EXERCISE DIRECTIONS: Your output is to consist only of the line containing "of the gray" and the lines after it, through the end of the data, reproduced exactly.

"""

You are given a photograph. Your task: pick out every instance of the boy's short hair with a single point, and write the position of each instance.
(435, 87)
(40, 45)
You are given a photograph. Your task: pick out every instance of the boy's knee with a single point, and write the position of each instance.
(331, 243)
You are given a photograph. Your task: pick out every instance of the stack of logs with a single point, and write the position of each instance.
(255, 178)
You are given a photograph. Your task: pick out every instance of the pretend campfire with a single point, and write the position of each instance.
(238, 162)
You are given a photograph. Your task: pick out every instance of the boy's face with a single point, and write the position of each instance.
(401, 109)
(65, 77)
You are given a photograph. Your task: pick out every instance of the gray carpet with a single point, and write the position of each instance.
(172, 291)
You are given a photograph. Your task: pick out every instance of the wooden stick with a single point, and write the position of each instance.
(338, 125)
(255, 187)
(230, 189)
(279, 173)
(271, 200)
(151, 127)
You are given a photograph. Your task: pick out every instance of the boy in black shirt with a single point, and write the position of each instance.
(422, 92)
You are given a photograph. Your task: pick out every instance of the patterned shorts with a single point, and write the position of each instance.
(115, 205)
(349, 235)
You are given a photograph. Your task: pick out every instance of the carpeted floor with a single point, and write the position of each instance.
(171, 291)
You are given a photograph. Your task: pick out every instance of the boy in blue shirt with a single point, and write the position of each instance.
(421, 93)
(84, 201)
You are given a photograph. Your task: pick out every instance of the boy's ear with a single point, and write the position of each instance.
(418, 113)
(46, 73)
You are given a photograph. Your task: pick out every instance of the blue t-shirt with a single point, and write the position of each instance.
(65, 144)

"""

OUTPUT:
You are given a photograph. Your task: pick out every instance of the gray carpet with a single point, and write the position of each instance.
(172, 291)
You are given a photograph. Your task: pick out every instance of the wooden stick with a single point, and write the position of each instance.
(338, 125)
(255, 187)
(230, 189)
(279, 173)
(271, 200)
(151, 127)
You are given a photograph. Your task: pick out every instance of the boy in black shirt with a single point, and write the position of each instance.
(422, 92)
You are given a photograph. Your task: pick out every instance of the patterned shorts with a single point, and write the position of each instance.
(115, 205)
(349, 235)
You are given a photograph. Your task: pick out every instance of the carpeted floor with a single point, and write the position of each instance.
(171, 291)
You are given a photograph. Your task: pick out every instance of the boy in blue shirt with a single point, and write the position of each instance.
(421, 93)
(84, 201)
You are given a photograph. Your task: pick out every instance of the boy's ear with a single point, and write the position of each instance.
(418, 113)
(46, 73)
You are given a photograph. Your task: pick out every instance of the blue t-shirt with a single point, and write the position of each instance.
(65, 144)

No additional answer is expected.